Two of Wall Street’s largest investment banks are rolling out measures that may ease junior bankers’ workloads amid complaints across the industry that weekly hours are increasingly creeping past 100.
JPMorgan Chase & Co. will limit junior banker hours to 80 per week in most cases, according to a person with knowledge of the matter. Exceptions may include extra work to complete live deals, the person said.
Bank of America Corp., meanwhile, is launching a new internal platform this month that will more closely monitor individual workloads, according to a person with knowledge of the plan. The firm began testing the so-called banker diary earlier this year.
Demands on Wall Street’s rank and file have swelled in recent months as executives race to capture an upswing in corporate deals — testing promises made by their firms just a few years ago to give junior staff more breaks. The death in May of Bank of America associate Leo Lukenas from a heart attack stirred a debate across the industry over whether workloads are too often unhealthy.
Bank of America has said its executives take junior bankers’ health seriously and that the firm frequently reviews policies to ensure they’re protected.

> [Provided material]:

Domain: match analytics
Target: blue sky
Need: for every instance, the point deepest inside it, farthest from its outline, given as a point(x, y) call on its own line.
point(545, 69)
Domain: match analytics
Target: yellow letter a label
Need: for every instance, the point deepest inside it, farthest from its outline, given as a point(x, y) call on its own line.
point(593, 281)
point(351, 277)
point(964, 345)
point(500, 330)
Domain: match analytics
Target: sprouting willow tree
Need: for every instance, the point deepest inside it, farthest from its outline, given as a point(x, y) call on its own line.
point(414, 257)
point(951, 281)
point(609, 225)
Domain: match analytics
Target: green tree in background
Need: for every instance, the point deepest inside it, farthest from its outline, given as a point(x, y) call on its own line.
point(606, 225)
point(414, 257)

> [What this task involves]:
Retype the part of the article on junior bankers' hours that starts at "Bank of America has" and stops after "ensure they’re protected.".

> [Solution to this problem]:
Bank of America has said its executives take junior bankers’ health seriously and that the firm frequently reviews policies to ensure they’re protected.